*** Block opens ***
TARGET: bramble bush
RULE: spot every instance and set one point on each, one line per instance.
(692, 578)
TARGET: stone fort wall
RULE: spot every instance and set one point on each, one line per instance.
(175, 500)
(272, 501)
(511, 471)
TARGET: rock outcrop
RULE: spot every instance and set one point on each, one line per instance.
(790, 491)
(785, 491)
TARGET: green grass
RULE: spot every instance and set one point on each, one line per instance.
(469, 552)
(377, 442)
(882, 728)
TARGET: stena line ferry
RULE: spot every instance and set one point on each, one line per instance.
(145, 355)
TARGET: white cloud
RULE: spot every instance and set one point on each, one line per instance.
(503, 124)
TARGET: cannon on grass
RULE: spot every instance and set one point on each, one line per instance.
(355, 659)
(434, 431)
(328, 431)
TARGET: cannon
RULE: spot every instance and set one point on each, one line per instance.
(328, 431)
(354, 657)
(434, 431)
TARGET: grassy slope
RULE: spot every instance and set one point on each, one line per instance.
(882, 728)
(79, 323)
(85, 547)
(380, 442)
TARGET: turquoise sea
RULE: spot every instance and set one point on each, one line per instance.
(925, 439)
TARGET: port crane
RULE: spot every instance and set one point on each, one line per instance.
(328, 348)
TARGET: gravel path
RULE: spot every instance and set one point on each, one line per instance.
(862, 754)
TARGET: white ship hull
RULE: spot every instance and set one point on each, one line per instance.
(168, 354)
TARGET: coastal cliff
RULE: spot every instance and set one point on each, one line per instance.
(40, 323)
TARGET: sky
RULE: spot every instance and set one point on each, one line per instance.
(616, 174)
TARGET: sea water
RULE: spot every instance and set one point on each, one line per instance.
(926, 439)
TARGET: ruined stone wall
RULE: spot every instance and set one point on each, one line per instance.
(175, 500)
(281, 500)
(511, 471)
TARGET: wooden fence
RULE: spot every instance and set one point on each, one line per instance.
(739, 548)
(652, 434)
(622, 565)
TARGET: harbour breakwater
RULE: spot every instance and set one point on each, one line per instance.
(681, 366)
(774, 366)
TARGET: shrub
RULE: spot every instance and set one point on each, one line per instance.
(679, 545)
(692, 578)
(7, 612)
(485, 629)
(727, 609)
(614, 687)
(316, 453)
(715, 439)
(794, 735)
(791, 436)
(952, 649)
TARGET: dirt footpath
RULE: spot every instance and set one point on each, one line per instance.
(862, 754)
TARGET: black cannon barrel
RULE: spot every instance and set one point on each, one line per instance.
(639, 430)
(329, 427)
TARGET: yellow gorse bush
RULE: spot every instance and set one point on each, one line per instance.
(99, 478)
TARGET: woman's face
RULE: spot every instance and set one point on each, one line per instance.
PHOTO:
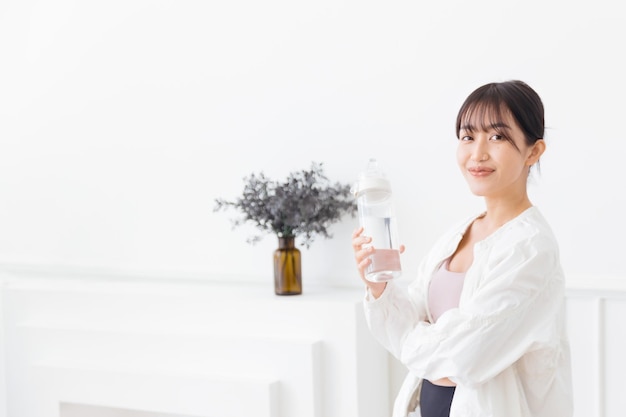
(495, 162)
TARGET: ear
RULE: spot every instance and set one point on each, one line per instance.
(535, 153)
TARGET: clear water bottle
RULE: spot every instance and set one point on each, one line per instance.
(377, 216)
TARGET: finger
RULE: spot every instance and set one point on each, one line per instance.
(357, 232)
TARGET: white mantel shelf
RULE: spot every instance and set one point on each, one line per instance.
(188, 348)
(194, 348)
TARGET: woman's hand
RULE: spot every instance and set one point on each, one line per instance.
(362, 258)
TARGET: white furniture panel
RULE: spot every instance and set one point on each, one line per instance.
(189, 348)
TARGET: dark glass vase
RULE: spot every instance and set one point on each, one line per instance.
(287, 276)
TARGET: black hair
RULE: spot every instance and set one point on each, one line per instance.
(491, 101)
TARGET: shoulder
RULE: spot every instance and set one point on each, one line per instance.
(529, 228)
(527, 239)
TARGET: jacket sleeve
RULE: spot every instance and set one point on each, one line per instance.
(510, 312)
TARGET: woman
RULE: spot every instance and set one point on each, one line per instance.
(482, 328)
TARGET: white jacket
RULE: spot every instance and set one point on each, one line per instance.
(505, 346)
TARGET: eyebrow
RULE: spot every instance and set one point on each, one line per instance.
(497, 125)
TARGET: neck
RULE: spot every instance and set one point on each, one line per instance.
(501, 211)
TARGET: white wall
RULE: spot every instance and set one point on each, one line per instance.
(122, 121)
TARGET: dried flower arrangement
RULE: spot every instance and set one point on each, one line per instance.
(305, 205)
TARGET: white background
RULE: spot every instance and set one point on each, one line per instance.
(121, 122)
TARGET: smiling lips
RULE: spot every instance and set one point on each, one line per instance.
(480, 171)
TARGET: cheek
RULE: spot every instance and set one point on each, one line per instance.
(461, 157)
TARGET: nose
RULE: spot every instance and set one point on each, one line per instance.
(479, 153)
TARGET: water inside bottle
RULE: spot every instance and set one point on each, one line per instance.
(385, 265)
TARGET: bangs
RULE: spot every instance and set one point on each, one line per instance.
(483, 116)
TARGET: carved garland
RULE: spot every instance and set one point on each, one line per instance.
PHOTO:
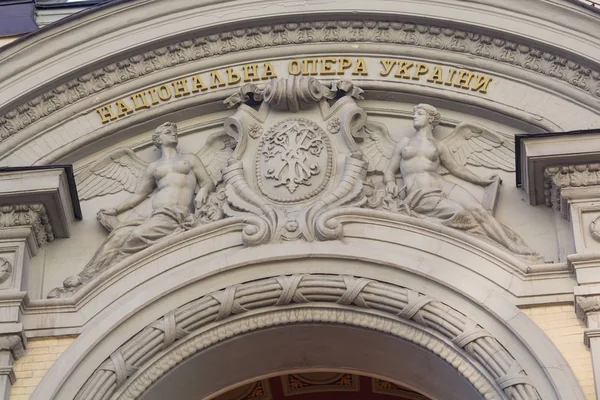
(175, 331)
(435, 37)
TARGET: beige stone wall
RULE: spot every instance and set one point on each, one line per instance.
(7, 40)
(566, 331)
(41, 354)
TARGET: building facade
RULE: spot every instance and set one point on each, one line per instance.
(259, 199)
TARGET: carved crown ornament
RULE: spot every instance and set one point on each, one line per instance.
(440, 38)
(307, 298)
(294, 155)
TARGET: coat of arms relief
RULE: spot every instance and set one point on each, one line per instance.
(293, 150)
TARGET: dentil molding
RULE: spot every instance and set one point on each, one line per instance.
(292, 33)
(304, 298)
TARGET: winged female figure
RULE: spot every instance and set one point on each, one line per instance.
(421, 160)
(169, 184)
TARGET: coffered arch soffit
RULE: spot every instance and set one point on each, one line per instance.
(68, 71)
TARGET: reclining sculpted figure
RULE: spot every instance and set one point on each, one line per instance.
(170, 185)
(419, 162)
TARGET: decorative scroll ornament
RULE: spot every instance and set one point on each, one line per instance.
(182, 332)
(559, 177)
(275, 176)
(293, 153)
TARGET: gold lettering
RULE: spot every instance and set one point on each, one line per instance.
(360, 68)
(234, 77)
(420, 69)
(269, 72)
(313, 63)
(140, 101)
(250, 72)
(403, 67)
(327, 66)
(106, 113)
(464, 79)
(387, 65)
(345, 63)
(482, 83)
(164, 93)
(198, 84)
(123, 108)
(294, 67)
(436, 75)
(450, 77)
(180, 87)
(152, 93)
(216, 80)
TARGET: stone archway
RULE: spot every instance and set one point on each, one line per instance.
(242, 318)
(170, 308)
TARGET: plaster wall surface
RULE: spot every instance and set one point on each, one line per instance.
(561, 325)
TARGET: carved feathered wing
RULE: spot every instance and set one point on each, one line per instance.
(376, 145)
(478, 146)
(215, 154)
(117, 171)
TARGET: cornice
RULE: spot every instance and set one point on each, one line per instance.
(33, 215)
(501, 50)
(560, 177)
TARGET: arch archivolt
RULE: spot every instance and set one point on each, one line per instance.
(199, 301)
(179, 334)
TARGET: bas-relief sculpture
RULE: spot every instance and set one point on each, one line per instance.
(302, 148)
(413, 168)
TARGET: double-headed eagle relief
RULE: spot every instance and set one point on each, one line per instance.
(293, 154)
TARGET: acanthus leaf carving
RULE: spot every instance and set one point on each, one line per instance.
(33, 215)
(413, 184)
(443, 38)
(280, 172)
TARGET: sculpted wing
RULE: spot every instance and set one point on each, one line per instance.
(376, 145)
(215, 154)
(119, 170)
(478, 146)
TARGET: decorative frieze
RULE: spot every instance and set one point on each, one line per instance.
(394, 32)
(33, 215)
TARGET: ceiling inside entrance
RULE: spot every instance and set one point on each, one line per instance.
(321, 386)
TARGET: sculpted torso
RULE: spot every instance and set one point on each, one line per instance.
(175, 181)
(419, 163)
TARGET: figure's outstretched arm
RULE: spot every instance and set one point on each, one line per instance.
(389, 174)
(145, 186)
(458, 170)
(204, 180)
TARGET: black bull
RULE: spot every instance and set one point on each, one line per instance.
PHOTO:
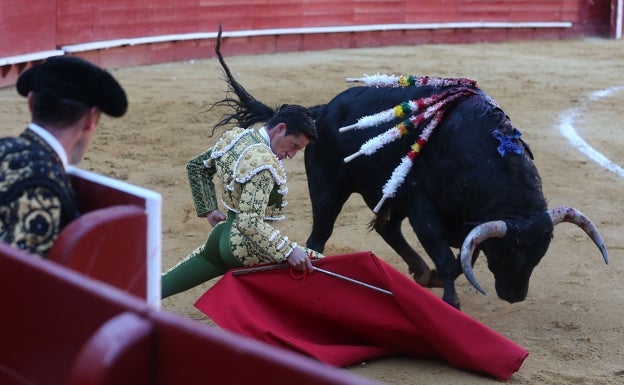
(472, 186)
(461, 192)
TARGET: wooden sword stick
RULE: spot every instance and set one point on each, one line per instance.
(283, 265)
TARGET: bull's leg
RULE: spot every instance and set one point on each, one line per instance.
(430, 232)
(390, 231)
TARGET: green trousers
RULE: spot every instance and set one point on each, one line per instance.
(208, 261)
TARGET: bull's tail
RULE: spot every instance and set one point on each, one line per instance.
(247, 110)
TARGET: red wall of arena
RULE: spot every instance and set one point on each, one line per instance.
(37, 29)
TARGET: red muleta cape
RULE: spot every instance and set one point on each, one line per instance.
(342, 323)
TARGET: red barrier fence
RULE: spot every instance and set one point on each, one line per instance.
(133, 32)
(61, 327)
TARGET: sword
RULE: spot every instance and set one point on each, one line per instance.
(352, 280)
(279, 266)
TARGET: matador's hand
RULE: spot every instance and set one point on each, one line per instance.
(299, 260)
(215, 217)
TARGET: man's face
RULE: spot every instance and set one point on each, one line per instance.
(286, 146)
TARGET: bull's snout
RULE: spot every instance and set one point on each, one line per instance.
(511, 294)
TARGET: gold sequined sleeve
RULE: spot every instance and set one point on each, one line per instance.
(200, 173)
(259, 234)
(37, 221)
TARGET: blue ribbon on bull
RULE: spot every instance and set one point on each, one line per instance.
(508, 141)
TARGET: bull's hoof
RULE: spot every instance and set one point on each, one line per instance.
(430, 278)
(452, 300)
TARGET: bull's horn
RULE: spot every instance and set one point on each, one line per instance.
(493, 229)
(572, 215)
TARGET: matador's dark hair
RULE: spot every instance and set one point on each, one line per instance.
(249, 111)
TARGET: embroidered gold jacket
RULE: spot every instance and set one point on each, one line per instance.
(36, 197)
(251, 183)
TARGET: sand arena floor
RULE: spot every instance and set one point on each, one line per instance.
(571, 322)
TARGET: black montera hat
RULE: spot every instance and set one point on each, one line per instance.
(71, 77)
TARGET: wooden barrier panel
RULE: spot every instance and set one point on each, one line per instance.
(107, 244)
(60, 327)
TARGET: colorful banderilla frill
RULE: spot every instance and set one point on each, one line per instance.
(383, 80)
(434, 107)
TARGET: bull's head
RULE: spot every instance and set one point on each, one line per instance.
(513, 257)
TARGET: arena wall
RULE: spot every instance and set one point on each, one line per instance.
(118, 33)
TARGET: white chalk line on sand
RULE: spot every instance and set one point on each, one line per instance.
(566, 127)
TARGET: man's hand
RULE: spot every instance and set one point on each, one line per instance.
(215, 217)
(299, 260)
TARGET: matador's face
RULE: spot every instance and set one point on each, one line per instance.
(286, 146)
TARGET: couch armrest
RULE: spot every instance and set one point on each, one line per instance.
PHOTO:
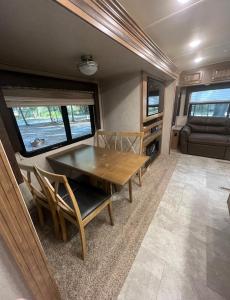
(184, 135)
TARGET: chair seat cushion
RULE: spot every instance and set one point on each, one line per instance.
(62, 190)
(88, 198)
(209, 139)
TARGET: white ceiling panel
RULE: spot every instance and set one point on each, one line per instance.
(173, 25)
(41, 36)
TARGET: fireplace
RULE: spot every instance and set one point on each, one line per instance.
(152, 150)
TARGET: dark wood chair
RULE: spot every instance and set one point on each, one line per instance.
(77, 203)
(39, 197)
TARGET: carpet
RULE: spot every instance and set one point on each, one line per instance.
(111, 249)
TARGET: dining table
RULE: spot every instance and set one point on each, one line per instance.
(112, 166)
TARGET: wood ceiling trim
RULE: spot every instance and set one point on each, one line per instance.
(111, 18)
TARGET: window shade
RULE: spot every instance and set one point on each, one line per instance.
(44, 97)
(211, 96)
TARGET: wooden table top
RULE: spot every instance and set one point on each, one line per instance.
(113, 166)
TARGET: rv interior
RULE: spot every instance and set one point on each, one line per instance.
(115, 149)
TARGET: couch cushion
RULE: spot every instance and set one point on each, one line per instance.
(209, 139)
(209, 125)
(208, 129)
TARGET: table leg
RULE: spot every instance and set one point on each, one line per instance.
(130, 191)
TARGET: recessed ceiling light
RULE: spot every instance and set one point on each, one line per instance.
(198, 59)
(183, 1)
(195, 43)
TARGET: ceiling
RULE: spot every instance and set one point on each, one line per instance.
(42, 37)
(173, 25)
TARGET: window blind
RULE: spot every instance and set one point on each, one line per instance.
(211, 96)
(17, 97)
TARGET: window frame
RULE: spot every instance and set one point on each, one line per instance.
(207, 103)
(191, 89)
(69, 139)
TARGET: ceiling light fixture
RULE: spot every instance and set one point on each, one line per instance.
(195, 43)
(198, 59)
(88, 66)
(183, 1)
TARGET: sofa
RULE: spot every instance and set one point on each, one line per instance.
(205, 136)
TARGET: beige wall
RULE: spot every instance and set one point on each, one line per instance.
(121, 102)
(169, 99)
(12, 285)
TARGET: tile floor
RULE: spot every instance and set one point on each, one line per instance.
(186, 251)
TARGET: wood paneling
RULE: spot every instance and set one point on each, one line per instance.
(111, 18)
(20, 236)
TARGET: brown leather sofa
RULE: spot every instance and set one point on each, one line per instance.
(206, 136)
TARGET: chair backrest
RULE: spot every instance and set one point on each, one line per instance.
(128, 141)
(125, 141)
(51, 190)
(106, 139)
(27, 172)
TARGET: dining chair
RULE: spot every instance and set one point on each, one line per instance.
(77, 203)
(39, 197)
(106, 139)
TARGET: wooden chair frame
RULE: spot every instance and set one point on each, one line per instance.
(40, 199)
(65, 212)
(115, 140)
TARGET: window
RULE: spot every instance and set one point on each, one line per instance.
(79, 119)
(153, 105)
(43, 128)
(210, 103)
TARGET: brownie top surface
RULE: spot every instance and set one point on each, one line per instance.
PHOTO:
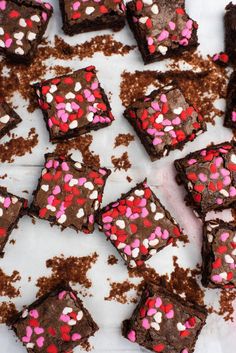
(20, 24)
(73, 101)
(69, 193)
(138, 225)
(162, 25)
(79, 11)
(221, 237)
(210, 176)
(54, 324)
(164, 323)
(166, 118)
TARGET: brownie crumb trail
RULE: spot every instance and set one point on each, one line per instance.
(7, 288)
(18, 146)
(81, 143)
(123, 140)
(71, 269)
(121, 162)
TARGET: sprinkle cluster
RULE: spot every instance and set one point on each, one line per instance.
(177, 30)
(73, 102)
(138, 225)
(20, 25)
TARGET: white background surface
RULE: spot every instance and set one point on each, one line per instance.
(37, 243)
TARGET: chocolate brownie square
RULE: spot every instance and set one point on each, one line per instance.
(219, 254)
(165, 120)
(22, 26)
(85, 16)
(209, 176)
(164, 322)
(57, 322)
(138, 225)
(73, 104)
(69, 193)
(161, 28)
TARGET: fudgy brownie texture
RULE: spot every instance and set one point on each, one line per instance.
(9, 119)
(12, 208)
(164, 322)
(138, 225)
(56, 323)
(219, 254)
(161, 28)
(165, 121)
(230, 32)
(209, 176)
(73, 104)
(22, 26)
(69, 193)
(230, 115)
(92, 15)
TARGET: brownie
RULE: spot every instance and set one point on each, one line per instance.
(230, 115)
(164, 322)
(55, 323)
(92, 15)
(209, 176)
(73, 104)
(138, 225)
(69, 193)
(161, 28)
(9, 119)
(164, 120)
(230, 32)
(219, 254)
(12, 208)
(22, 26)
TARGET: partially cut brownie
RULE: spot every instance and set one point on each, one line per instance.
(9, 119)
(209, 176)
(138, 225)
(22, 26)
(164, 322)
(73, 104)
(230, 115)
(219, 254)
(56, 323)
(165, 120)
(69, 193)
(161, 28)
(12, 208)
(92, 15)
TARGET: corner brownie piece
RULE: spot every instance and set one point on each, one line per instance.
(161, 28)
(22, 26)
(219, 254)
(230, 32)
(12, 208)
(73, 104)
(138, 225)
(9, 119)
(164, 322)
(209, 176)
(55, 323)
(92, 15)
(165, 120)
(230, 115)
(69, 193)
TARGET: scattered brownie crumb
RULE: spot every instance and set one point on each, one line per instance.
(71, 269)
(7, 311)
(123, 140)
(81, 143)
(7, 288)
(18, 147)
(112, 260)
(121, 162)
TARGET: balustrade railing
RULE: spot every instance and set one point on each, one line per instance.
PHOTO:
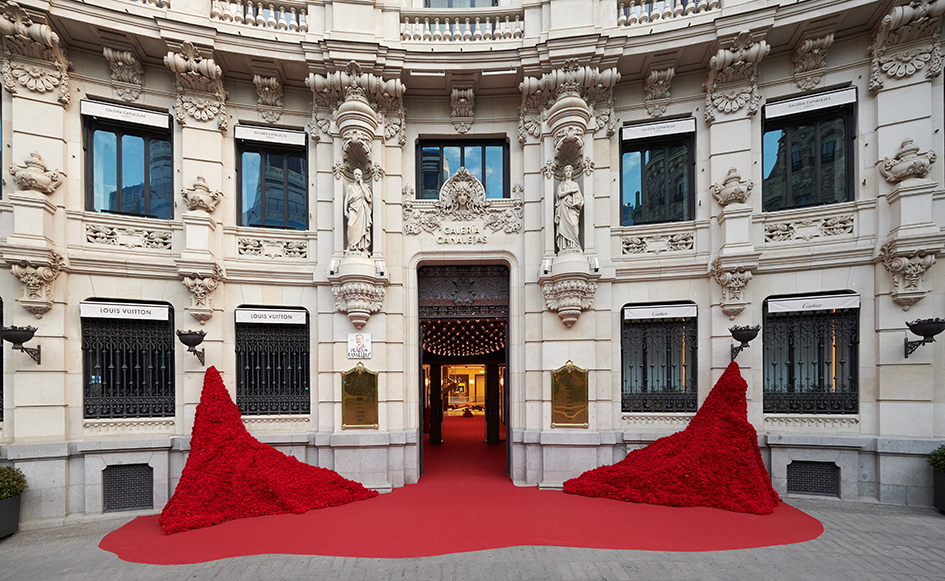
(643, 11)
(462, 26)
(261, 14)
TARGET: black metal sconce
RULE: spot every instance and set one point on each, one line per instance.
(192, 339)
(20, 335)
(925, 328)
(743, 335)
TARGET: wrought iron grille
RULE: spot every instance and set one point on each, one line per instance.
(821, 478)
(272, 369)
(659, 363)
(128, 487)
(810, 361)
(128, 368)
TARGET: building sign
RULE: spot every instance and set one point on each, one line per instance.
(810, 103)
(824, 303)
(359, 345)
(141, 311)
(126, 114)
(267, 135)
(662, 129)
(271, 316)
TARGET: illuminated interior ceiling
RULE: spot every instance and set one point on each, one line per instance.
(463, 337)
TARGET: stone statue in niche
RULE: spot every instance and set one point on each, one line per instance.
(358, 204)
(568, 213)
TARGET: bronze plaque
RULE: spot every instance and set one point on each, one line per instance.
(359, 398)
(569, 397)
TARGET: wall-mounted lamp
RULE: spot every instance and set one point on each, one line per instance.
(20, 335)
(925, 328)
(192, 339)
(743, 335)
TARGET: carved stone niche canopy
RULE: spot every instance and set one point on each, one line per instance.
(570, 287)
(907, 266)
(358, 288)
(32, 56)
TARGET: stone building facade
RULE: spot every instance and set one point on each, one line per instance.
(644, 175)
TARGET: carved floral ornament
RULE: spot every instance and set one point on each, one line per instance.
(907, 164)
(200, 197)
(732, 190)
(34, 175)
(906, 42)
(37, 279)
(200, 91)
(908, 272)
(32, 55)
(731, 83)
(126, 72)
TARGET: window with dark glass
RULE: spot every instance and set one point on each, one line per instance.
(272, 362)
(811, 360)
(487, 160)
(129, 169)
(808, 159)
(659, 359)
(128, 365)
(273, 186)
(657, 180)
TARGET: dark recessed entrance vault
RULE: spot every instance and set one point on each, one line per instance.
(464, 312)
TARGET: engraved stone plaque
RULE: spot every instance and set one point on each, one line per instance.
(359, 398)
(569, 397)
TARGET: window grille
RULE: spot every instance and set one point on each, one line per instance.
(128, 487)
(659, 365)
(272, 363)
(128, 368)
(820, 478)
(810, 361)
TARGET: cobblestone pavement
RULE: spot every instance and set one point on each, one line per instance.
(861, 541)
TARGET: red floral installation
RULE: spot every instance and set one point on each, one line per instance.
(230, 474)
(715, 462)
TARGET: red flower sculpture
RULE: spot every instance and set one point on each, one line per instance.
(714, 462)
(230, 474)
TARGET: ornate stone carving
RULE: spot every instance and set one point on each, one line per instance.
(461, 103)
(273, 248)
(732, 190)
(657, 243)
(269, 96)
(358, 299)
(733, 282)
(908, 273)
(201, 287)
(34, 175)
(200, 197)
(37, 278)
(126, 72)
(463, 198)
(731, 83)
(128, 237)
(809, 228)
(200, 91)
(810, 61)
(656, 90)
(907, 164)
(906, 42)
(32, 55)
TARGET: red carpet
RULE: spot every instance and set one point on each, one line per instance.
(464, 502)
(714, 462)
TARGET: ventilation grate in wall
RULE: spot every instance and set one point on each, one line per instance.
(128, 487)
(820, 478)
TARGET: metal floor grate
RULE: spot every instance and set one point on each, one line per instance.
(128, 487)
(820, 478)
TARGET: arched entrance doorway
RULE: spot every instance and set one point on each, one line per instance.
(464, 312)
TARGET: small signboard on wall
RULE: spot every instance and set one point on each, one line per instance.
*** Block closes ***
What lines above hold the word "couch"? List them all.

Written reply ::
TARGET: couch armrest
TARGET: couch cushion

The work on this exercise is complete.